SUPPLIED DATA:
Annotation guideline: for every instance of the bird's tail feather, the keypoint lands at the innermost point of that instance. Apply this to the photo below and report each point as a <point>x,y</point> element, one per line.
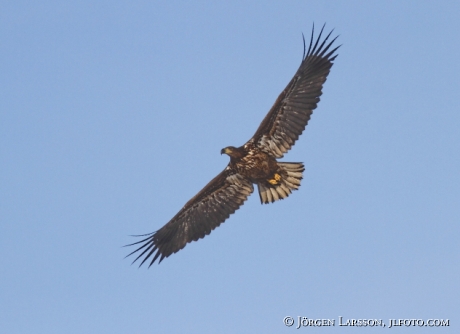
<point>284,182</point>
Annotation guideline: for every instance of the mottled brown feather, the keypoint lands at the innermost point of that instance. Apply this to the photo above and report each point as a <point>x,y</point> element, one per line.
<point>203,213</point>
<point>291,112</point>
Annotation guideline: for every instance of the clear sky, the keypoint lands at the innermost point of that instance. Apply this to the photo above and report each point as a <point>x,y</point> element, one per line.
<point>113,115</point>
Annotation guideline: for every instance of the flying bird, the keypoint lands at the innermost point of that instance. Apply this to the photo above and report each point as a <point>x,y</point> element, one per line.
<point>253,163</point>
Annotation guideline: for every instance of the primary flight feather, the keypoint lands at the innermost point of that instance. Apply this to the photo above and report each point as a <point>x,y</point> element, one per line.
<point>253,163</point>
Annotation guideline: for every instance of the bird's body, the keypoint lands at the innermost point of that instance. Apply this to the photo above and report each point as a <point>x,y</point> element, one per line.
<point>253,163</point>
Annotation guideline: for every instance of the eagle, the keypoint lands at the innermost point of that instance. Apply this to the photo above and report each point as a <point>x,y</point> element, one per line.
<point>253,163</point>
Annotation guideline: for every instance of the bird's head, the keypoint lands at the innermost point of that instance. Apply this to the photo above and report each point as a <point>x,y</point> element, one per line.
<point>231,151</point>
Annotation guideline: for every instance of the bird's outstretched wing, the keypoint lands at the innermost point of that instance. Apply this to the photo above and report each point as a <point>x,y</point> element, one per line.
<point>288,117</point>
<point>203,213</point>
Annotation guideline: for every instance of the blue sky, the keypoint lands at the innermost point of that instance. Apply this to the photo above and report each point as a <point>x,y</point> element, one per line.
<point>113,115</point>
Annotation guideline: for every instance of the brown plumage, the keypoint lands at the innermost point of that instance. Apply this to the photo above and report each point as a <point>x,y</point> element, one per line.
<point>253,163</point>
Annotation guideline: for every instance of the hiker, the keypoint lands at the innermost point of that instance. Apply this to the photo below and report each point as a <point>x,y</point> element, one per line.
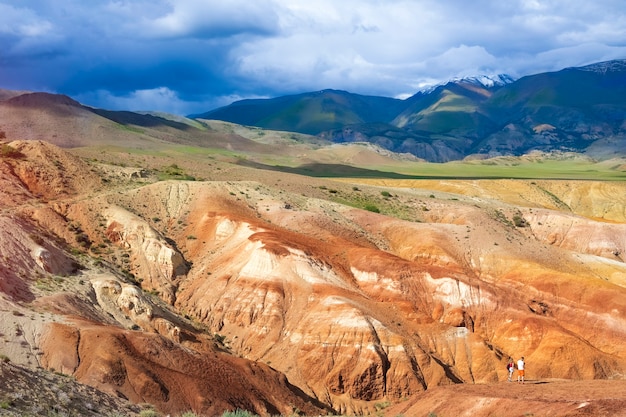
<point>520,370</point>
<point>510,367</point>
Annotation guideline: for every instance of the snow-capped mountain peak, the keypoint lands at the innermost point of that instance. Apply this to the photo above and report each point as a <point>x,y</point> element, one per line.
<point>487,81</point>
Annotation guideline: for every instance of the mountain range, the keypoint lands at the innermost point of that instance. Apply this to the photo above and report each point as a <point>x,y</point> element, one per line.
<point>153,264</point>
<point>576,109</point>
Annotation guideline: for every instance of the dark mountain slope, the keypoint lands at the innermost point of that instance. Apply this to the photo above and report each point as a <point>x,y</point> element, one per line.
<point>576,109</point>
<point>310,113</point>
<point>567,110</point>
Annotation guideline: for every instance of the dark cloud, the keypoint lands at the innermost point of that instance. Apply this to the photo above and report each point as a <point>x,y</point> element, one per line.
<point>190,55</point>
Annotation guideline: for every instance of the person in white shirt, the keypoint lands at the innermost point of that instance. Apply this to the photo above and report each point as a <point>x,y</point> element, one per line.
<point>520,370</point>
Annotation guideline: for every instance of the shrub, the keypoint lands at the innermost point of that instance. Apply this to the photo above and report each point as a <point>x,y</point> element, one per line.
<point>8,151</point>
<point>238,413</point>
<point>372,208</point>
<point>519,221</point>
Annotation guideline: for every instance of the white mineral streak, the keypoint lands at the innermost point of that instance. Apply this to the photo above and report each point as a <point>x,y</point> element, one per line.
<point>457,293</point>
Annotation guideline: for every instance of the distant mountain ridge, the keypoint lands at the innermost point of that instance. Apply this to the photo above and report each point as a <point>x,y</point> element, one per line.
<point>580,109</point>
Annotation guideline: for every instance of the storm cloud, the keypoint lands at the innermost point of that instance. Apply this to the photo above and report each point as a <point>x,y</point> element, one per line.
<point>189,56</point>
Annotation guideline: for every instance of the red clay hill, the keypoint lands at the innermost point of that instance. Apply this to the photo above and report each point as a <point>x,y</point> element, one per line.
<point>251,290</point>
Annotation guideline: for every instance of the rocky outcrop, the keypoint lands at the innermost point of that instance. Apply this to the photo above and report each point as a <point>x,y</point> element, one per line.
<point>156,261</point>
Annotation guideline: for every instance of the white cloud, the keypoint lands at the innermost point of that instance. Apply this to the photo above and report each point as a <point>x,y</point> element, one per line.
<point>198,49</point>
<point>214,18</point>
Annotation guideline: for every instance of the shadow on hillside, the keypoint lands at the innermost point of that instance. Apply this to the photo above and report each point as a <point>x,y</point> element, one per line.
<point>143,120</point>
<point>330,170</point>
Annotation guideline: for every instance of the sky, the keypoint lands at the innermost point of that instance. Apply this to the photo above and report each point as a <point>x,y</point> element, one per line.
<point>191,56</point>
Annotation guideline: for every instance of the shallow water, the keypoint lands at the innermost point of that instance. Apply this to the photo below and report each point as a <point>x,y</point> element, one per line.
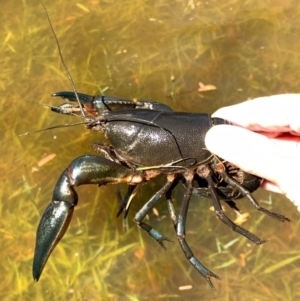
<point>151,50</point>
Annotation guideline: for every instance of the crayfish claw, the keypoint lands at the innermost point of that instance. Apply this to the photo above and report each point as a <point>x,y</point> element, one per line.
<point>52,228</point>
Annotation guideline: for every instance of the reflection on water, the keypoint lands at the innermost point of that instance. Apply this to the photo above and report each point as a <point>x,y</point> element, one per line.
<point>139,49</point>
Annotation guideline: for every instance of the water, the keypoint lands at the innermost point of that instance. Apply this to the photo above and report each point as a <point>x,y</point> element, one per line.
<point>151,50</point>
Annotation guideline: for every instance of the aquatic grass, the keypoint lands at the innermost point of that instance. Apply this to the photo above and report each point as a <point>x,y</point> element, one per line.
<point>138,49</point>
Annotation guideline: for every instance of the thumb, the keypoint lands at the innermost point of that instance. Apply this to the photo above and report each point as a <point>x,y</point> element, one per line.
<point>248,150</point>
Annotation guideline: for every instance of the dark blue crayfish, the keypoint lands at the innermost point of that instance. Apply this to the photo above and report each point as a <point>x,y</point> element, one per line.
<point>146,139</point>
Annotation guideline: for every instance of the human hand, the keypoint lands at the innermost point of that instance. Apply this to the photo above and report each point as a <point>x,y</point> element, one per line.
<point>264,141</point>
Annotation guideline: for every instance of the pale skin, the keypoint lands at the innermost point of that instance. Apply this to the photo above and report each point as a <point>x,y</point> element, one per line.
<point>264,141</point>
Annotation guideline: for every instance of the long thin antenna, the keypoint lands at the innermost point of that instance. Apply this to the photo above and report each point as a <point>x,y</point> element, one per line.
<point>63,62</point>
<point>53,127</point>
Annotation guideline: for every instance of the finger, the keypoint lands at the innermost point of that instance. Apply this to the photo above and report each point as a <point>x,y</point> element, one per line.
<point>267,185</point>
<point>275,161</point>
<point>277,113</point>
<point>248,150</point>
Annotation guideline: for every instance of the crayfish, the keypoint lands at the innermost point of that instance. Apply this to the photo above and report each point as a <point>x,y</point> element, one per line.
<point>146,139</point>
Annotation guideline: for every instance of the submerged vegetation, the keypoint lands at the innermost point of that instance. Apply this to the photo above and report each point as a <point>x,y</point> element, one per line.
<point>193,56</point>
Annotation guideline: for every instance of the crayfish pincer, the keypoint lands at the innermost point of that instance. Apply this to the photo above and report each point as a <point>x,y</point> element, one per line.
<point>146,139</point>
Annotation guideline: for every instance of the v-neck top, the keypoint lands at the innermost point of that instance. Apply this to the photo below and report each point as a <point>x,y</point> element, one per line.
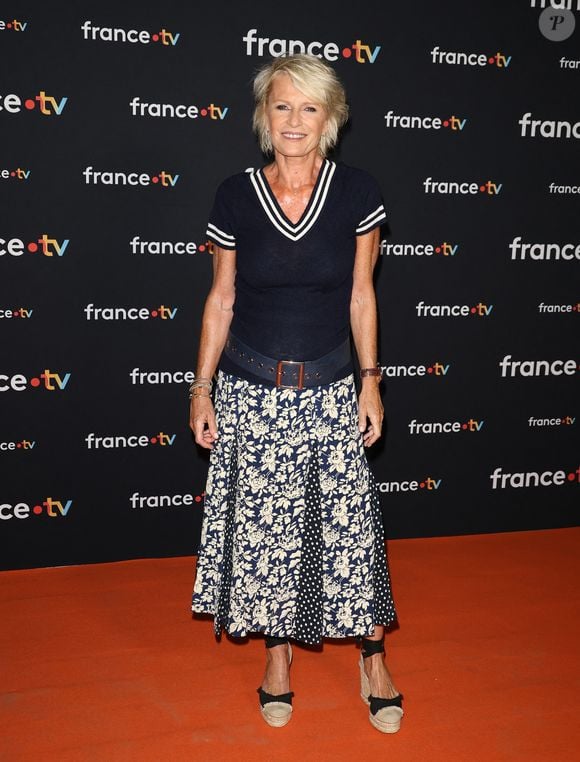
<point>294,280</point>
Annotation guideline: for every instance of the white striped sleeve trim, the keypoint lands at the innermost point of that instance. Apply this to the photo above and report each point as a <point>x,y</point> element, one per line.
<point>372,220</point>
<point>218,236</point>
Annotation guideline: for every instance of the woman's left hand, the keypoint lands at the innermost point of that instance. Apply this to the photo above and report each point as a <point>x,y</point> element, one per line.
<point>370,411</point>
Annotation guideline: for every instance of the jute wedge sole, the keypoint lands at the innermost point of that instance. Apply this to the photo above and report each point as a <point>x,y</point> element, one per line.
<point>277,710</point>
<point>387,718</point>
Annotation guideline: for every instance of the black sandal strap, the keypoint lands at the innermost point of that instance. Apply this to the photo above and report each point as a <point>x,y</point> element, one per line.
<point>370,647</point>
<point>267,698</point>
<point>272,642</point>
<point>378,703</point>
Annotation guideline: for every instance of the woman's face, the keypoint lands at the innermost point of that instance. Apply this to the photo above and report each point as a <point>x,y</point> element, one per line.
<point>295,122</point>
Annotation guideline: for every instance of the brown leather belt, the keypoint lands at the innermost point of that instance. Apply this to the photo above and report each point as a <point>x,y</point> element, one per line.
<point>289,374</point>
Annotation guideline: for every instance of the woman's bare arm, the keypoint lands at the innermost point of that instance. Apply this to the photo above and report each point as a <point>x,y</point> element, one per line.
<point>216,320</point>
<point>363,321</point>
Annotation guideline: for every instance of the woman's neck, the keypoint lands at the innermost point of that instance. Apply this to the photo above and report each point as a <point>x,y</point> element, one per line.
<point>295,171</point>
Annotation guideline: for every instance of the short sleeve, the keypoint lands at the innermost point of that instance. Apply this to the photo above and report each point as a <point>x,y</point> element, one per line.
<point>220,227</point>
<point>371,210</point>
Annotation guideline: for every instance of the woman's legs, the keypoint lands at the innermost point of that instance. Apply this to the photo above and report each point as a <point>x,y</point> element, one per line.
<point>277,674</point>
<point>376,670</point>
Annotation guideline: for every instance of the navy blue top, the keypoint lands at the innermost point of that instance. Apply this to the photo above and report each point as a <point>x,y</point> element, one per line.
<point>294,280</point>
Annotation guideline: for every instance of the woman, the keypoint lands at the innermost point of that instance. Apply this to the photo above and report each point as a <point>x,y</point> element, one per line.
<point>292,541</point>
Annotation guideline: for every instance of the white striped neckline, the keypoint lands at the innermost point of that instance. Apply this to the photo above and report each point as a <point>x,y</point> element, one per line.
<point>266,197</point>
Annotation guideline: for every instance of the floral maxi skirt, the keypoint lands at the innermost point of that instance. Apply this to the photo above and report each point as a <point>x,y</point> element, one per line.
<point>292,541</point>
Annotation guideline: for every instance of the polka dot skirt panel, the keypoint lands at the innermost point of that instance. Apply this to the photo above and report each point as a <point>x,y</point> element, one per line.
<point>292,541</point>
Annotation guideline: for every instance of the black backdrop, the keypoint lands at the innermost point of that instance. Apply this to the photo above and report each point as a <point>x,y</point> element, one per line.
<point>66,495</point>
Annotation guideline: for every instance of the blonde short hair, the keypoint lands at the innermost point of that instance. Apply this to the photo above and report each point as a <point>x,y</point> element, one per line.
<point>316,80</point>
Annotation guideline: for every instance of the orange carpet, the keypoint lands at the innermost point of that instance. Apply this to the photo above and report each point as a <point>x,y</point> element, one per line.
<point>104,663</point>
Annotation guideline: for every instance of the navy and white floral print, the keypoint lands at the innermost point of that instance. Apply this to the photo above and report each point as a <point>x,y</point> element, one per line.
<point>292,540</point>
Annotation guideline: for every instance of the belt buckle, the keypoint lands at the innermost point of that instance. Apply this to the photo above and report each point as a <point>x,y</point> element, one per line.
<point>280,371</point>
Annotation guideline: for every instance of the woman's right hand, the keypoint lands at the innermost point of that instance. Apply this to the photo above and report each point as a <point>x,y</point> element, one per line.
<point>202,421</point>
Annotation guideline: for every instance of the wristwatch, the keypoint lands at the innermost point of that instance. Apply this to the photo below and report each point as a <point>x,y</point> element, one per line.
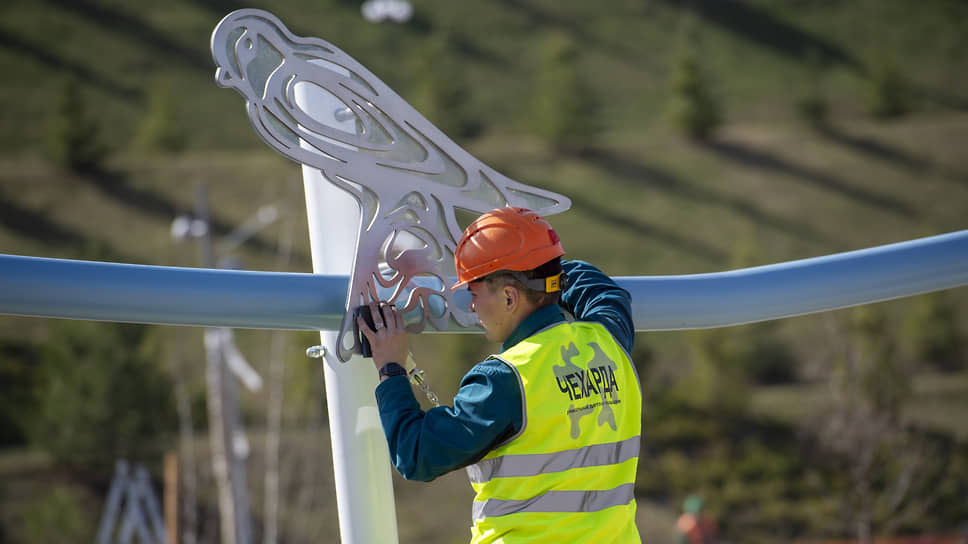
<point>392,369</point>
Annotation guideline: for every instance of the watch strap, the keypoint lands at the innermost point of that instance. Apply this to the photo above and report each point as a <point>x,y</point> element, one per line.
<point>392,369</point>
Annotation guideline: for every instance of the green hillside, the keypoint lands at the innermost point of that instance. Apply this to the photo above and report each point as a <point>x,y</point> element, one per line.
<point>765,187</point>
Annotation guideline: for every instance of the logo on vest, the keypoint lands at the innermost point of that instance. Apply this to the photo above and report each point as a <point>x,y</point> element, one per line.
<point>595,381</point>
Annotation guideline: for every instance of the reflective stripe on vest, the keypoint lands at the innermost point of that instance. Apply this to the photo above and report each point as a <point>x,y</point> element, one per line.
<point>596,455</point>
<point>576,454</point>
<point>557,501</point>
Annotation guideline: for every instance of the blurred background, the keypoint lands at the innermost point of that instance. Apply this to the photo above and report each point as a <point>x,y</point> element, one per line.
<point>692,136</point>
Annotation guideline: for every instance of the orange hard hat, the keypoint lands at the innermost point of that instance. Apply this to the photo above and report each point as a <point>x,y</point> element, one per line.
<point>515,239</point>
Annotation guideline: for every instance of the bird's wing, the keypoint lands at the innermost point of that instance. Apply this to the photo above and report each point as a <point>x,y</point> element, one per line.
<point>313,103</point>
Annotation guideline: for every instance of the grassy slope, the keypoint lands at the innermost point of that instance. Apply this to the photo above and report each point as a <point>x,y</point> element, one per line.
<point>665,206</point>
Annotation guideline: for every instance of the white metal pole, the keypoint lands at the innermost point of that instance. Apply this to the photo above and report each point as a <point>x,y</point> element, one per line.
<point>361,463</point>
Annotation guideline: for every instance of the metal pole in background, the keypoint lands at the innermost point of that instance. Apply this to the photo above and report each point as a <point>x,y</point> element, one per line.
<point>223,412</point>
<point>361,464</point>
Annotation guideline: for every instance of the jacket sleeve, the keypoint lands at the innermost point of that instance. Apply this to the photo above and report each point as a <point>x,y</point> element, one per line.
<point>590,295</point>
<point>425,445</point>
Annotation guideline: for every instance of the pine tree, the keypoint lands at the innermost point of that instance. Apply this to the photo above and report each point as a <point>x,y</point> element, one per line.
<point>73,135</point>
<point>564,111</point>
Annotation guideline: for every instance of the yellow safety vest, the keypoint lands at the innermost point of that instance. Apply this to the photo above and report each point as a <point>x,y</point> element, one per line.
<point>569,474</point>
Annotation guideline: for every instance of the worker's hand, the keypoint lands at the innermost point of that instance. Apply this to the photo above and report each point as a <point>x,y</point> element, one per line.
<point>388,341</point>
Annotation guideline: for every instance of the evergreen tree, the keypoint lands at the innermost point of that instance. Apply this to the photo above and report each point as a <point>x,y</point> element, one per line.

WHAT THE EXERCISE ASKS: Could you recast the data from its start through the line holding "<point>231,151</point>", inclusive, as a Markdown table with a Row column for the row number and a Text column for the line? Skip blank lines and leave the pictures out.

RESULT:
| Row | Text |
|---|---|
| 1 | Annotation guideline: for every instance of the bird's tail feather, the keypoint lands at the innermost point of that instance. Apply this to the photo below and report each point as a <point>x,y</point> element, one per line. |
| 2 | <point>284,182</point> |
| 3 | Annotation guideline: for every instance of the mottled brown feather, the keypoint lands at the innermost point of that instance. Apply this to the photo above and report each point as a <point>x,y</point> element, one per line. |
| 4 | <point>203,213</point> |
| 5 | <point>291,112</point> |
| 6 | Annotation guideline: for every instance of the clear sky, the keypoint lands at the innermost point of that instance. Apply this to the photo above and report each point as a <point>x,y</point> element, one per line. |
| 7 | <point>113,115</point> |
| 8 | Annotation guideline: for every instance of the flying bird, the keypoint lands at the innermost point of that instance. Apply this to the photo above and report each point as a <point>x,y</point> element, one per line. |
| 9 | <point>253,163</point> |
| 10 | Annotation guideline: for every instance of the primary flight feather, the keypoint lands at the innermost point of that instance. Apply this to the photo above and report each point as a <point>x,y</point> element, one per line. |
| 11 | <point>253,163</point> |
| 12 | Annotation guideline: for every instance of the bird's body, the keypoint lands at the innermost point of that instance. Apply this to the photo above and report each point as a <point>x,y</point> element, one per line. |
| 13 | <point>253,163</point> |
| 14 | Annotation guideline: for every instance of the eagle, the keypoint lands at the innermost point of that instance. Apply this to the photo above and report each point as a <point>x,y</point> element, one per line. |
| 15 | <point>253,163</point> |
| 16 | Annotation guideline: for every instance of the bird's head, the keypoint lands at the innermost point of that instance. Apply this to the photo above and report each point as a <point>x,y</point> element, one per line. |
| 17 | <point>231,151</point> |